* _Stated exercise_:
Shift every coordinate in the answers by -42, and write out again the items from the line with "the black bicycle" up to and including the last line of the items, requests included.
========================
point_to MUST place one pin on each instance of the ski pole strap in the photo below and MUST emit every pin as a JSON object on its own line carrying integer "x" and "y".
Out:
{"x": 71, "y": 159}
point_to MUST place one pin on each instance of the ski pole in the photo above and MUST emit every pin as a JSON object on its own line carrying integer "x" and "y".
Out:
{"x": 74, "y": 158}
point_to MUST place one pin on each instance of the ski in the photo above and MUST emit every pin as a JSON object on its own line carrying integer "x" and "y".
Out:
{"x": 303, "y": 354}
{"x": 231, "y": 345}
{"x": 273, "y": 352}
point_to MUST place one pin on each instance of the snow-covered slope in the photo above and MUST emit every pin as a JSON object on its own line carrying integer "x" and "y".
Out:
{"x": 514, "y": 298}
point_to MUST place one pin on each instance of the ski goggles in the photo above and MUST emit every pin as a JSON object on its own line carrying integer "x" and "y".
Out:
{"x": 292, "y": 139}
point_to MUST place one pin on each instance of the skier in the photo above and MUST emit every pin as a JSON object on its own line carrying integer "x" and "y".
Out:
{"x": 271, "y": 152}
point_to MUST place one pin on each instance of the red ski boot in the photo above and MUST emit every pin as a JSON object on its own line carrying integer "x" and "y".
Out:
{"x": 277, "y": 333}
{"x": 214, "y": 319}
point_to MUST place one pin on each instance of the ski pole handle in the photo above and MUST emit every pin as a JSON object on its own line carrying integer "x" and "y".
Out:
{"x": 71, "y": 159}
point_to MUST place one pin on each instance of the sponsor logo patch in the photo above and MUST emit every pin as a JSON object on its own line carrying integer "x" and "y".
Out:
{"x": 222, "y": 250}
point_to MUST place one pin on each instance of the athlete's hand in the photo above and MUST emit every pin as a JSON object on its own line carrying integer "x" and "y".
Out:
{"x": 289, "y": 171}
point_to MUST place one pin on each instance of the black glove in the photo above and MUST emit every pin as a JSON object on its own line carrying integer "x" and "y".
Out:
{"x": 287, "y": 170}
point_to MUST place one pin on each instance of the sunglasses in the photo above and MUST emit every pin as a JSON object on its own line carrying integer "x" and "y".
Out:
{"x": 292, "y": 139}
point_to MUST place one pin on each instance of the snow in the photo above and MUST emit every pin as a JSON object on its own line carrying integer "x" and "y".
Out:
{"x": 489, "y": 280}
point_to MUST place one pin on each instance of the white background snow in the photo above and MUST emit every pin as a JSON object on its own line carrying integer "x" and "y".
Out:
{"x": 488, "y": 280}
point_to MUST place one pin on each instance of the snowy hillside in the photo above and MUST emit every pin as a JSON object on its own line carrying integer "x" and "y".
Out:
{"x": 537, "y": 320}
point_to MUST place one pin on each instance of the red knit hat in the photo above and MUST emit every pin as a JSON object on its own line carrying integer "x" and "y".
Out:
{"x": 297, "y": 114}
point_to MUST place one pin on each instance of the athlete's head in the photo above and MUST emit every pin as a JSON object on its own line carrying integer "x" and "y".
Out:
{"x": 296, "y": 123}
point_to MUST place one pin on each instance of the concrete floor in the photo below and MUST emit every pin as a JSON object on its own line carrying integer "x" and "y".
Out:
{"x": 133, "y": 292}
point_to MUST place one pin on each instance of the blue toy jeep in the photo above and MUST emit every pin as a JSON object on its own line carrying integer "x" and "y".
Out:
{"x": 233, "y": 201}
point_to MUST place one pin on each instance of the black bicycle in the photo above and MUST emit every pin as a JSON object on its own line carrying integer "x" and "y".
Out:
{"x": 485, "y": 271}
========================
* _Response to this exercise_:
point_to MUST place one pin on each instance of the black bicycle in the photo above and MUST emit every pin as a JSON object on its own line carrying integer "x" and "y".
Out:
{"x": 443, "y": 229}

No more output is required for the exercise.